»»

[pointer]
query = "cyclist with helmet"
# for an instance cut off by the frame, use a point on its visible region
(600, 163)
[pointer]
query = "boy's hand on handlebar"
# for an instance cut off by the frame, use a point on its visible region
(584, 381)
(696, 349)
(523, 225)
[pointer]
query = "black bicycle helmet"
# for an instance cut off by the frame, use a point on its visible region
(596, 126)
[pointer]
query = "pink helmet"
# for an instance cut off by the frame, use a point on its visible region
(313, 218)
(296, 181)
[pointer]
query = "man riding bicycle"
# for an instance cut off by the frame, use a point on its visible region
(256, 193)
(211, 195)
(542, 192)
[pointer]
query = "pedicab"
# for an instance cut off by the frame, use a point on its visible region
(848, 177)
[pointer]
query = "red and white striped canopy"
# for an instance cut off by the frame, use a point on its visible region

««

#### What needs to be done
Rewrite all the rows above, putting "bike" wherever "bicycle" appears and leaving everything else unchanged.

#### Written answer
[pointer]
query = "cyclist with helmet"
# for an instance cut off by the frame, use a point on its visible region
(600, 163)
[pointer]
query = "boy's hand on handlebar"
# for an instance cut off by the frame, use a point on its visible region
(584, 381)
(696, 349)
(523, 225)
[pointer]
query = "black bike helmet"
# for an instance cut off by the frame, use a point on its visible region
(596, 126)
[pointer]
query = "pink helmet"
# for an instance cut off by the frame, use a point on its visible region
(313, 218)
(296, 181)
[pointer]
query = "man riding bike"
# for an instance cut off by the frame, use a point on its visible region
(256, 193)
(211, 195)
(542, 192)
[pointer]
query = "pedicab"
# for an instance cut off by the frame, use a point on its visible region
(848, 177)
[pointer]
query = "red and white striped canopy"
# for an instance cut off by the frame, use a point on its visible region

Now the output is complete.